JOB => In the lines below, find the one that contains "For every instance of the dishwasher" and write it out exactly, along with every line that follows it.
--- DATA SUPPLIED ---
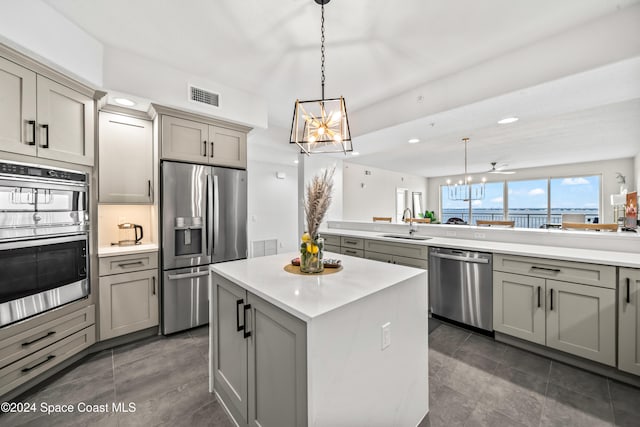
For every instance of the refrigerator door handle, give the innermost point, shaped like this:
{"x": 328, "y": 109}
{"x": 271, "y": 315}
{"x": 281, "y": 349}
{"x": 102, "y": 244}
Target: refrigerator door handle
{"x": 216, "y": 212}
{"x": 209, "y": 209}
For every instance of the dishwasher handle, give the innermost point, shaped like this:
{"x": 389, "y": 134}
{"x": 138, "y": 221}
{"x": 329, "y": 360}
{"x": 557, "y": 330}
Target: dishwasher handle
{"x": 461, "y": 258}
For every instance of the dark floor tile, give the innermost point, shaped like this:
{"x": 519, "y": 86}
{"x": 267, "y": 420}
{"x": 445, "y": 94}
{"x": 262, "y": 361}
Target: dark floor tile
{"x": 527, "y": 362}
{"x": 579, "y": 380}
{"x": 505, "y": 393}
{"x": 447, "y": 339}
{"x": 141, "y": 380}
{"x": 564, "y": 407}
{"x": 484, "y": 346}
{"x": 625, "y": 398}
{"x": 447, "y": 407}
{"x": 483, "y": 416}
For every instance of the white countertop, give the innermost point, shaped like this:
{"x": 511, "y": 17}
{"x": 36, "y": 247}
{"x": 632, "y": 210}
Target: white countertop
---
WORKED ANSWER =>
For every instance of the dishwasher handle, give the innermost point, shaped like this:
{"x": 389, "y": 134}
{"x": 138, "y": 221}
{"x": 329, "y": 360}
{"x": 557, "y": 330}
Target: dishwasher handle
{"x": 461, "y": 258}
For every instance of the dark floor tile, give the innermost point, shaped like this:
{"x": 519, "y": 86}
{"x": 267, "y": 420}
{"x": 445, "y": 94}
{"x": 262, "y": 361}
Target: dark floor tile
{"x": 527, "y": 362}
{"x": 579, "y": 380}
{"x": 505, "y": 393}
{"x": 447, "y": 339}
{"x": 141, "y": 380}
{"x": 564, "y": 407}
{"x": 484, "y": 346}
{"x": 625, "y": 398}
{"x": 447, "y": 407}
{"x": 483, "y": 416}
For every instance of the white countertop, give the innermost point, shaped like this:
{"x": 511, "y": 17}
{"x": 36, "y": 247}
{"x": 632, "y": 210}
Target: white countertop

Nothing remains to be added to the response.